▼

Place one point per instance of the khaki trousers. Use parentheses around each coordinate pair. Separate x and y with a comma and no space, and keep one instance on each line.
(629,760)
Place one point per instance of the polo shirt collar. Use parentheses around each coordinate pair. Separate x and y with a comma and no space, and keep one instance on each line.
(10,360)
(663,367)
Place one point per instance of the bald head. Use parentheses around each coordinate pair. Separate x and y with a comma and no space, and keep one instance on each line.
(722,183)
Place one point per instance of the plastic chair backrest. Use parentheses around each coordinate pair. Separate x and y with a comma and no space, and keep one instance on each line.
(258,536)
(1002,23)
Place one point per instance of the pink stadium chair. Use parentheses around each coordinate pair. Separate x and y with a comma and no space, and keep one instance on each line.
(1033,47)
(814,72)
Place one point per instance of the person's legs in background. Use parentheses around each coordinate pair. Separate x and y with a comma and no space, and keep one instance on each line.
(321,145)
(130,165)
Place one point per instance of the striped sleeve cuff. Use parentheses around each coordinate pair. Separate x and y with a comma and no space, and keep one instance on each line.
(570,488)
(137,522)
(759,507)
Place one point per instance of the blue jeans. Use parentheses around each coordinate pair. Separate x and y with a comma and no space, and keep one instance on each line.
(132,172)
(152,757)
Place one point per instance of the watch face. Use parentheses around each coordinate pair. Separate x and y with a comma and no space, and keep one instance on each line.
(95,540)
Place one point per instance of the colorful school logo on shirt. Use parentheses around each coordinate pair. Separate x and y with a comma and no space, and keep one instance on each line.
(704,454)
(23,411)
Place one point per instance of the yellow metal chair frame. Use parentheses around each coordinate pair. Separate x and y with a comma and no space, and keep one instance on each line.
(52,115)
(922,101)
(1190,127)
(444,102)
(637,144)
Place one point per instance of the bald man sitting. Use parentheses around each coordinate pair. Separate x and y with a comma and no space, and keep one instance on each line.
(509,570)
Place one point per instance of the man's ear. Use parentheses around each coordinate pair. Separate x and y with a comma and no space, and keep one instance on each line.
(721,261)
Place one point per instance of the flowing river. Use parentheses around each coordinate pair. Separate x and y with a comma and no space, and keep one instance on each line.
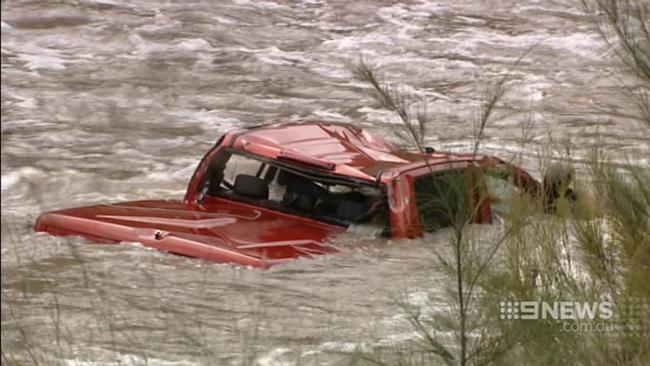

▲

# How to complete this task:
An exact transcription of the material is required, without any pictures.

# Result of the task:
Place one point per instance of the khaki trousers. Use parentheses around each coordinate pair. Separate x and y with a comma and no space, and keep one instance on each line.
(629,760)
Place one point per instance of the polo shirt collar. Use parentheses around each coordinate pair. Separate x and y with a comma and no space, and keep one instance on each line.
(10,360)
(663,367)
Place one point per instance of the bald head. Use parentheses around each coordinate pair. Separate x and y with a comma and no space, and keep one instance on each line.
(722,183)
Place one point per instance of the plastic chair backrest. Use parentheses around each coordinate pair. Separate x and y with a comma and no space, and keep one instance on each line.
(258,536)
(1002,23)
Place one point per instance of the pink stadium chair. Use parentheses around each coordinate pair. Separate x and y with a comma and no space, and keep one instance on each line.
(1033,47)
(814,72)
Place one point per instance of the person's legs in background. Use parentheses around each coordinate pair. Separate x and y with a comma and no space, and keep one instance on each line.
(321,145)
(130,165)
Place one point per instance of the striped sleeve cuff. Use parentheses around each coordinate pair. Separate x and y with a comma and no space, and keep one instance on each line.
(570,488)
(137,522)
(759,507)
Place one point per instance of the blue jeans. Use parentheses around each coordinate pair. Separate x and y with a comma and no space, and keep one instance on each line.
(132,172)
(152,757)
Place one point per instance of the watch face. Use parentheses around each coordinate pair. Separate x and y with a comma and no space, and keep one instance on each line.
(95,540)
Place one point per instance of the colorful school logo on shirt. Use parentheses around each coordinate pair. Separate x and y with a comma and no space, and keep one instance on each line.
(704,454)
(23,411)
Place one point per instance of the yellow metal chair frame. Use parentheses around each coordinate pair. Separate x and y with a comma and no space, and keep one instance on each line.
(52,115)
(922,101)
(1190,127)
(444,102)
(637,144)
Place one point per instance of the bald man sitting. Use parentheses around each coordinate pair. Separate x and y with a comma and no space, and keep one instance on each line.
(509,570)
Place one point per instance of the man's ear. Use parentheses around each coordinate pair. Separate x and y with a comma and no space, and keep one instance on each line.
(721,261)
Place one point per instance of the flowing river. Use parentheses around each coordinate pair. Separate x and y with a comma and no space, and keep one instance on each line.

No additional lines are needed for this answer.